• [YOUR OBJECTIVE]
Reproduce verbatim every line from the one that includes "For the pointing benchmark, tag the floating" to the closing line of the entries; omit everything before it.

• [MATERIAL FOR THIS EXERCISE]

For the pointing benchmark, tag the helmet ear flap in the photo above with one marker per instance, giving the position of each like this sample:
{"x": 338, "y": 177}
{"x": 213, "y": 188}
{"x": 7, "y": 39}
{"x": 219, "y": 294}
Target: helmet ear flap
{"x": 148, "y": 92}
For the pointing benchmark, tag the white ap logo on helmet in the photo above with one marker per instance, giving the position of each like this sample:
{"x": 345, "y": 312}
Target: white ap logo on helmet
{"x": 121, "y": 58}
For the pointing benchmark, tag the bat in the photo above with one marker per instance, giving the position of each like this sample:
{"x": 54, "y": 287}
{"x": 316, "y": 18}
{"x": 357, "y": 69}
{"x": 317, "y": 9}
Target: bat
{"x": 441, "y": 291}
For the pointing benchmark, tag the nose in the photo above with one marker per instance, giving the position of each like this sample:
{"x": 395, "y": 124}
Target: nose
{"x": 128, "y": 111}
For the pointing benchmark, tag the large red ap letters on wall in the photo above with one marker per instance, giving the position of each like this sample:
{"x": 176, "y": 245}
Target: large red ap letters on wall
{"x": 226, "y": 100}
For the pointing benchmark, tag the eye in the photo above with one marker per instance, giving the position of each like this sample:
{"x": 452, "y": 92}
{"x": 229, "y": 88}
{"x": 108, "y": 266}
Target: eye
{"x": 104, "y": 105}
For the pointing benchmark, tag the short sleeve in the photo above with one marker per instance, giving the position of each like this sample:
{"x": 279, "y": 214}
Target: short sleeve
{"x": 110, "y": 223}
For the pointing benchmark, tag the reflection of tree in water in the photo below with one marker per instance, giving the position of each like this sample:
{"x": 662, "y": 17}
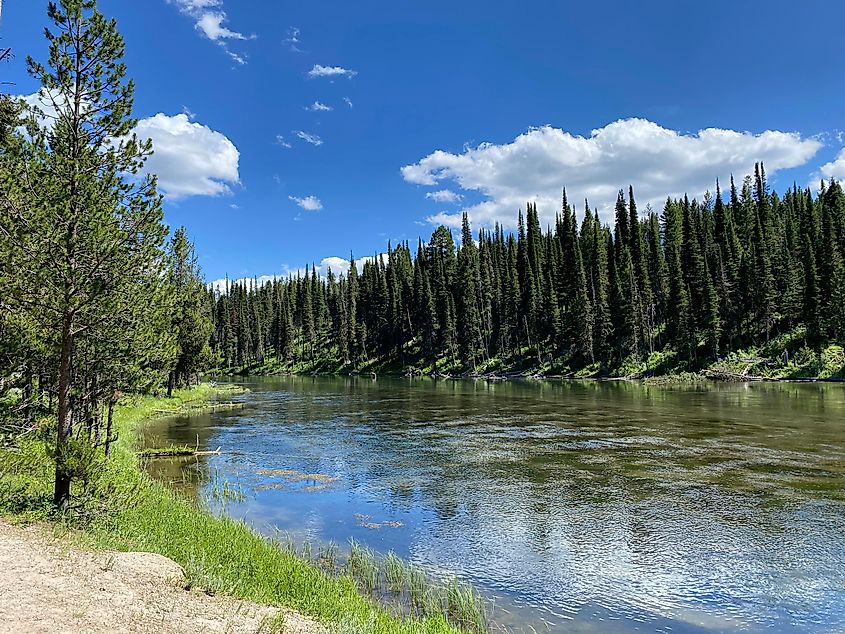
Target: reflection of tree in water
{"x": 570, "y": 483}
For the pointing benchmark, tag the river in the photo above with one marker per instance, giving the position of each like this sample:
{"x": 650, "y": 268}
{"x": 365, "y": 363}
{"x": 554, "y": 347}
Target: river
{"x": 576, "y": 506}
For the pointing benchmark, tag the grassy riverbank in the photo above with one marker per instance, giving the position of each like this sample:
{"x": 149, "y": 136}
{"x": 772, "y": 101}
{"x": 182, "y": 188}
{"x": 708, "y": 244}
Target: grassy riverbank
{"x": 124, "y": 509}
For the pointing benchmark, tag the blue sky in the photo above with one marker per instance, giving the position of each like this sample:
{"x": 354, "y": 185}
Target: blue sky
{"x": 449, "y": 106}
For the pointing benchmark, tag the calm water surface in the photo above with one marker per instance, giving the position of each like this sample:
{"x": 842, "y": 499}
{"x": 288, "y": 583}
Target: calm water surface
{"x": 580, "y": 507}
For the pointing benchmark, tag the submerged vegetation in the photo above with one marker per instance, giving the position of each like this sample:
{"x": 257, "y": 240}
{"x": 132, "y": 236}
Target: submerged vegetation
{"x": 125, "y": 509}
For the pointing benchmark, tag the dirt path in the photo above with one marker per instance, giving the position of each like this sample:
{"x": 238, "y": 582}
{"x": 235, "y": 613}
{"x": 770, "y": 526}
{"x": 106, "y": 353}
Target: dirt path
{"x": 47, "y": 586}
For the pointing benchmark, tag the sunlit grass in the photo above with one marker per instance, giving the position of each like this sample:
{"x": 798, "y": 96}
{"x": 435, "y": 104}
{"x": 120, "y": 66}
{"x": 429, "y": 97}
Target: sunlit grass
{"x": 219, "y": 554}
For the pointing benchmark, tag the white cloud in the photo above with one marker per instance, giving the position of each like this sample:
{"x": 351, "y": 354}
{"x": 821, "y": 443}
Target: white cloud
{"x": 443, "y": 196}
{"x": 280, "y": 140}
{"x": 313, "y": 139}
{"x": 190, "y": 159}
{"x": 211, "y": 24}
{"x": 292, "y": 40}
{"x": 319, "y": 107}
{"x": 657, "y": 161}
{"x": 309, "y": 203}
{"x": 209, "y": 19}
{"x": 331, "y": 71}
{"x": 835, "y": 169}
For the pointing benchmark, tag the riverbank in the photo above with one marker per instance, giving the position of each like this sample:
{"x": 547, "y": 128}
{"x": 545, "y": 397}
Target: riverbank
{"x": 49, "y": 585}
{"x": 125, "y": 510}
{"x": 784, "y": 358}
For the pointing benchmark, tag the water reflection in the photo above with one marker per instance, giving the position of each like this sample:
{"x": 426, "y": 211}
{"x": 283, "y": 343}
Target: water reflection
{"x": 608, "y": 507}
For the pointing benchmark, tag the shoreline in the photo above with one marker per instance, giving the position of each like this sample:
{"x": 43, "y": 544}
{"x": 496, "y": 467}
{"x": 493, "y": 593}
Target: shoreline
{"x": 688, "y": 378}
{"x": 129, "y": 511}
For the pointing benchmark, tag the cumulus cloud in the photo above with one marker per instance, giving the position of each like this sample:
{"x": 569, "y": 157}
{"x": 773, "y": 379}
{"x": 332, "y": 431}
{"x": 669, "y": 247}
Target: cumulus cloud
{"x": 313, "y": 139}
{"x": 309, "y": 203}
{"x": 292, "y": 40}
{"x": 209, "y": 19}
{"x": 657, "y": 161}
{"x": 835, "y": 169}
{"x": 190, "y": 159}
{"x": 331, "y": 71}
{"x": 443, "y": 196}
{"x": 319, "y": 107}
{"x": 280, "y": 140}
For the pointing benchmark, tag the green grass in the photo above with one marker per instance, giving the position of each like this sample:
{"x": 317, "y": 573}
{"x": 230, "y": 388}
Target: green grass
{"x": 165, "y": 452}
{"x": 127, "y": 510}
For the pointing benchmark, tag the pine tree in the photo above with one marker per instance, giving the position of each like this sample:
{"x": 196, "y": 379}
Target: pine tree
{"x": 82, "y": 230}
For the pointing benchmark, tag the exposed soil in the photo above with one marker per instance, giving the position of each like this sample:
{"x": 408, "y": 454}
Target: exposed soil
{"x": 48, "y": 586}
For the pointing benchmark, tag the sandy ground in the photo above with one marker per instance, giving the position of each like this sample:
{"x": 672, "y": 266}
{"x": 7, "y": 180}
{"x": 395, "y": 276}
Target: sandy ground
{"x": 48, "y": 586}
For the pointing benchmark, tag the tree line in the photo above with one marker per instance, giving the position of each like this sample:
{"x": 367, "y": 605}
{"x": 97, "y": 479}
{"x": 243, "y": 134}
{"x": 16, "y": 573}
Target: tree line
{"x": 95, "y": 298}
{"x": 698, "y": 279}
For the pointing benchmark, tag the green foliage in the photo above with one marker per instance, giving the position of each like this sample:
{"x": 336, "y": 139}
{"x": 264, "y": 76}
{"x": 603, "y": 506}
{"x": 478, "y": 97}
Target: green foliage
{"x": 218, "y": 554}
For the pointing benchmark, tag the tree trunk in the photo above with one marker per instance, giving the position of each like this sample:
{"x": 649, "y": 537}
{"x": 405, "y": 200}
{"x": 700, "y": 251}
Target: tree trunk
{"x": 61, "y": 490}
{"x": 109, "y": 421}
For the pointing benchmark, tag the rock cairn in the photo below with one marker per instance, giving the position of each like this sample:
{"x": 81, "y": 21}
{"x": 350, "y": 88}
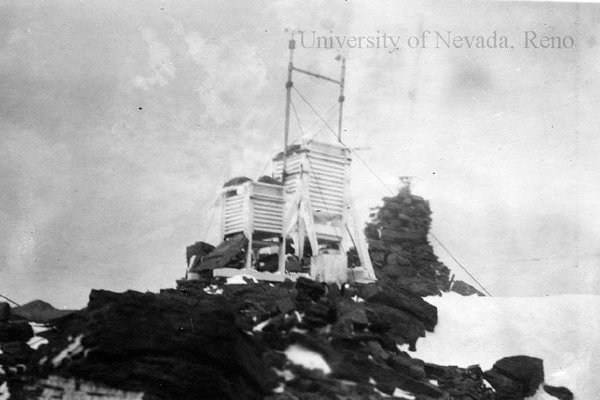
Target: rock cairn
{"x": 400, "y": 250}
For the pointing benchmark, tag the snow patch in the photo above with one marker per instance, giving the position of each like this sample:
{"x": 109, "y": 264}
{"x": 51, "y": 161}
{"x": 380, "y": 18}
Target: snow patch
{"x": 307, "y": 358}
{"x": 541, "y": 395}
{"x": 285, "y": 374}
{"x": 561, "y": 330}
{"x": 213, "y": 289}
{"x": 402, "y": 394}
{"x": 259, "y": 327}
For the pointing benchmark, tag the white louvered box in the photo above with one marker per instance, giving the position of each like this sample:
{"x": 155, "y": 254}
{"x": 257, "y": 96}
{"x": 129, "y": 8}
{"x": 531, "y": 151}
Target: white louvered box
{"x": 328, "y": 165}
{"x": 252, "y": 207}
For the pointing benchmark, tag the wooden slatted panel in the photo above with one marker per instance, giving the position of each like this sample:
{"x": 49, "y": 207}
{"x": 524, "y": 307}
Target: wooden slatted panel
{"x": 234, "y": 214}
{"x": 267, "y": 208}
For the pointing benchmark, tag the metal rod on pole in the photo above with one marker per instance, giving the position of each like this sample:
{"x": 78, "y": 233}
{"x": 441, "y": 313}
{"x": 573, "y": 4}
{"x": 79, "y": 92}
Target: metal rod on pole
{"x": 341, "y": 98}
{"x": 288, "y": 99}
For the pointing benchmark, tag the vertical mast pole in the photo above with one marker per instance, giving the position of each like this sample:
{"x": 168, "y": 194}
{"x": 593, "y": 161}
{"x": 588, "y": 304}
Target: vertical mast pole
{"x": 288, "y": 99}
{"x": 341, "y": 98}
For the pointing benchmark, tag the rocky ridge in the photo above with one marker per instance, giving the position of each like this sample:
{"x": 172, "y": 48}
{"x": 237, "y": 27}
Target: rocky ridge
{"x": 219, "y": 339}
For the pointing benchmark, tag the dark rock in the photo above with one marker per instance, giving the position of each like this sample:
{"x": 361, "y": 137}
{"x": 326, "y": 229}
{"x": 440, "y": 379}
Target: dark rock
{"x": 198, "y": 249}
{"x": 403, "y": 327}
{"x": 408, "y": 366}
{"x": 313, "y": 289}
{"x": 527, "y": 371}
{"x": 268, "y": 263}
{"x": 39, "y": 311}
{"x": 168, "y": 345}
{"x": 229, "y": 253}
{"x": 319, "y": 314}
{"x": 559, "y": 392}
{"x": 506, "y": 388}
{"x": 366, "y": 291}
{"x": 4, "y": 311}
{"x": 15, "y": 331}
{"x": 408, "y": 302}
{"x": 14, "y": 353}
{"x": 353, "y": 312}
{"x": 464, "y": 289}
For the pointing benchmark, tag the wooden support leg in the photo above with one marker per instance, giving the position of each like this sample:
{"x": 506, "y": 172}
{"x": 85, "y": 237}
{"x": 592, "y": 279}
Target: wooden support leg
{"x": 281, "y": 267}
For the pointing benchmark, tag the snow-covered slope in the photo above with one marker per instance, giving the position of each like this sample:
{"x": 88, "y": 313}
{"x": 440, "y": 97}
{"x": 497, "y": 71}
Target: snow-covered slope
{"x": 562, "y": 330}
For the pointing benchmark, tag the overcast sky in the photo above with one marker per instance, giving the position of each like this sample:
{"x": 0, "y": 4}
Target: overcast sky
{"x": 119, "y": 122}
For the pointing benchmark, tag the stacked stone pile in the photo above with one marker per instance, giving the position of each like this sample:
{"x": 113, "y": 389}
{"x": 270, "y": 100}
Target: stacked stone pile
{"x": 399, "y": 246}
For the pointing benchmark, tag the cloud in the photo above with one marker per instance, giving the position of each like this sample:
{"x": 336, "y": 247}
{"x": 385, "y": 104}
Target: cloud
{"x": 162, "y": 70}
{"x": 231, "y": 73}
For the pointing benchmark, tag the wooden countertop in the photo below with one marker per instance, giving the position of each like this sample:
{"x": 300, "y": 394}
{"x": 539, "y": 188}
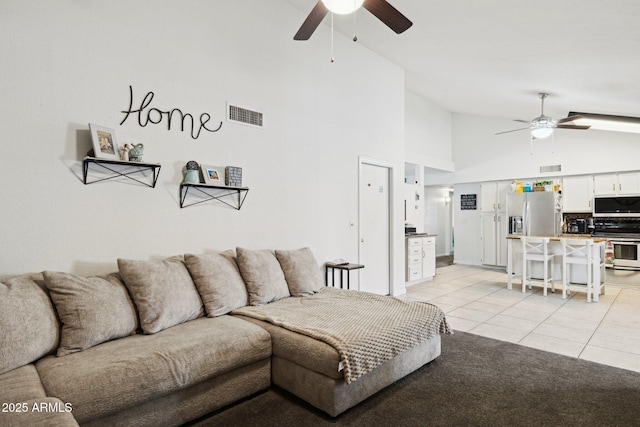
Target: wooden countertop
{"x": 568, "y": 236}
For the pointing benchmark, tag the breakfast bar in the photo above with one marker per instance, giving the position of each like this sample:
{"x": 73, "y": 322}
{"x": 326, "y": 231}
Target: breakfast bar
{"x": 578, "y": 276}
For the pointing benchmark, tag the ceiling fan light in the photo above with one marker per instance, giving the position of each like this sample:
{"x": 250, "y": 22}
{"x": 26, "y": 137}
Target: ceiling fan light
{"x": 343, "y": 7}
{"x": 541, "y": 132}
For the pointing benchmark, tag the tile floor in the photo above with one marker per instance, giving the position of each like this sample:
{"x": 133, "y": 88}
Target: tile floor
{"x": 476, "y": 300}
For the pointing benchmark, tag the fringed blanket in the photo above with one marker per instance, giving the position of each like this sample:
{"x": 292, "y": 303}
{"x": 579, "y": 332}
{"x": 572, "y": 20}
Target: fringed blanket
{"x": 366, "y": 329}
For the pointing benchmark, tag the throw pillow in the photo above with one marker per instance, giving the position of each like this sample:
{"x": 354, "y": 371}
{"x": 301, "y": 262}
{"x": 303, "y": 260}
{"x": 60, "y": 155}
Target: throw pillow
{"x": 92, "y": 309}
{"x": 218, "y": 281}
{"x": 163, "y": 292}
{"x": 263, "y": 276}
{"x": 28, "y": 325}
{"x": 301, "y": 271}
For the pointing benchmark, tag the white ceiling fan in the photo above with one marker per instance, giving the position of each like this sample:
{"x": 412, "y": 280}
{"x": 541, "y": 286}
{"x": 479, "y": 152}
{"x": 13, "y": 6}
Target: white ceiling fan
{"x": 542, "y": 126}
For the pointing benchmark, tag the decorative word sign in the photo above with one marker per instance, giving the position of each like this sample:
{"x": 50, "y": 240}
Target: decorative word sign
{"x": 468, "y": 202}
{"x": 156, "y": 116}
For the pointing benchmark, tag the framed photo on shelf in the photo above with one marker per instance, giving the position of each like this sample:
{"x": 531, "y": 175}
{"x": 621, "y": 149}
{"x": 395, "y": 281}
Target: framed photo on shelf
{"x": 104, "y": 141}
{"x": 213, "y": 175}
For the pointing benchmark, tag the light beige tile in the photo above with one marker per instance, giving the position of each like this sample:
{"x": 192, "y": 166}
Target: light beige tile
{"x": 515, "y": 323}
{"x": 460, "y": 324}
{"x": 552, "y": 344}
{"x": 498, "y": 332}
{"x": 612, "y": 342}
{"x": 475, "y": 315}
{"x": 568, "y": 333}
{"x": 606, "y": 356}
{"x": 486, "y": 307}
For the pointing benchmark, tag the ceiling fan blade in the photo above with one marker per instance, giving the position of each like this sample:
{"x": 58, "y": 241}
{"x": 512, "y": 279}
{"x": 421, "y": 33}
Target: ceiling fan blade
{"x": 311, "y": 23}
{"x": 388, "y": 14}
{"x": 569, "y": 119}
{"x": 580, "y": 127}
{"x": 509, "y": 131}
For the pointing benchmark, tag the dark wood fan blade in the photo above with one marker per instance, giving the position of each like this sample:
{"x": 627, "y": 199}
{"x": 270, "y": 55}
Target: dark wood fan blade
{"x": 509, "y": 131}
{"x": 311, "y": 23}
{"x": 388, "y": 14}
{"x": 569, "y": 119}
{"x": 580, "y": 127}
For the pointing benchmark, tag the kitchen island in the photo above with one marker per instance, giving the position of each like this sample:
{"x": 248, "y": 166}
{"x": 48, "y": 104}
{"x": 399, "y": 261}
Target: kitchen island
{"x": 577, "y": 274}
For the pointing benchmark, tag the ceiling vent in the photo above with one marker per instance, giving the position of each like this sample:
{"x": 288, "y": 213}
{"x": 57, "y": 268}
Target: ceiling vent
{"x": 551, "y": 168}
{"x": 244, "y": 116}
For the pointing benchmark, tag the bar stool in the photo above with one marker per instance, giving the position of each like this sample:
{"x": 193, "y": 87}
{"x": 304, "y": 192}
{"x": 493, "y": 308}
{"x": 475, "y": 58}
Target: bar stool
{"x": 537, "y": 249}
{"x": 577, "y": 251}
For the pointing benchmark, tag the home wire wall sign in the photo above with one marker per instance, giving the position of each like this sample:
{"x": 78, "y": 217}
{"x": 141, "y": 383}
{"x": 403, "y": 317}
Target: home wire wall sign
{"x": 155, "y": 116}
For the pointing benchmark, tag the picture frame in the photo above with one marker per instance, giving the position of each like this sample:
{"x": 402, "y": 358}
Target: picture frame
{"x": 213, "y": 175}
{"x": 105, "y": 145}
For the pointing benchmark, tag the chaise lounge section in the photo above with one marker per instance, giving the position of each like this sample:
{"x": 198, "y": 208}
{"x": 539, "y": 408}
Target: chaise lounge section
{"x": 165, "y": 342}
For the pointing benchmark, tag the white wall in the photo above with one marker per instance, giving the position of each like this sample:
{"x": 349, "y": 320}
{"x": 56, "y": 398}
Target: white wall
{"x": 438, "y": 217}
{"x": 68, "y": 63}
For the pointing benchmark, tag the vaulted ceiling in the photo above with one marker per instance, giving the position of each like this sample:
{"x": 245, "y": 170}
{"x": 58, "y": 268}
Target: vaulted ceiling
{"x": 492, "y": 57}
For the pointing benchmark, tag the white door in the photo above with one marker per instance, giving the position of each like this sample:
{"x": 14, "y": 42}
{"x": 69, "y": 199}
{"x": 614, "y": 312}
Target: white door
{"x": 374, "y": 200}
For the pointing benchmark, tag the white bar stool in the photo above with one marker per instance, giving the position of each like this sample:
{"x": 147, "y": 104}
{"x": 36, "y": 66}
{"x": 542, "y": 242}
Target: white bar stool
{"x": 537, "y": 249}
{"x": 577, "y": 251}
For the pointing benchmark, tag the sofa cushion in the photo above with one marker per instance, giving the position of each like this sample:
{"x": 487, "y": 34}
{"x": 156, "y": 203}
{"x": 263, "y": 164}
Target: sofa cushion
{"x": 263, "y": 276}
{"x": 163, "y": 292}
{"x": 218, "y": 281}
{"x": 92, "y": 309}
{"x": 20, "y": 384}
{"x": 301, "y": 271}
{"x": 28, "y": 322}
{"x": 130, "y": 371}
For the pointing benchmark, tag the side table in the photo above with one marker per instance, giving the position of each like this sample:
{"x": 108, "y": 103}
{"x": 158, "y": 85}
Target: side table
{"x": 342, "y": 268}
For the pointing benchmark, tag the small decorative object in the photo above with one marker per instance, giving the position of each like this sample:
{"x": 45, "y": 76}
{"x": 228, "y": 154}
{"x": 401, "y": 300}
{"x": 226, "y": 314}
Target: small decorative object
{"x": 191, "y": 172}
{"x": 213, "y": 174}
{"x": 233, "y": 176}
{"x": 135, "y": 153}
{"x": 124, "y": 153}
{"x": 104, "y": 142}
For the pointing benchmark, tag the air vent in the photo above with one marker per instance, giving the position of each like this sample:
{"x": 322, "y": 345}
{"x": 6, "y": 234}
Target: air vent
{"x": 551, "y": 168}
{"x": 244, "y": 116}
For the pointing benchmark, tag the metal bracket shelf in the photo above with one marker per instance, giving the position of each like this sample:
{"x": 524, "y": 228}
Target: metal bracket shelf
{"x": 116, "y": 170}
{"x": 213, "y": 192}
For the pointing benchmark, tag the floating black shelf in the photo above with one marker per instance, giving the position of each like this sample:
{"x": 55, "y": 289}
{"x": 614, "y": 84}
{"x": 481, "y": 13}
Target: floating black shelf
{"x": 230, "y": 196}
{"x": 120, "y": 168}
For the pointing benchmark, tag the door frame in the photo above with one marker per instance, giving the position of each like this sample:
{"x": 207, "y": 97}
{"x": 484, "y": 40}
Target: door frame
{"x": 390, "y": 170}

• [RESPONSE FOR THIS EXERCISE]
For the pointing benchmark, tag the floating black shelf in the photo above with one marker per instance, giving the position of each like this sample:
{"x": 55, "y": 289}
{"x": 614, "y": 84}
{"x": 481, "y": 13}
Target: floating black shelf
{"x": 230, "y": 196}
{"x": 120, "y": 168}
For the pointing benchmark, tag the door frame in the photo above with one marker per instance, giving the position of each like this sample:
{"x": 207, "y": 97}
{"x": 484, "y": 40}
Target: door frame
{"x": 390, "y": 170}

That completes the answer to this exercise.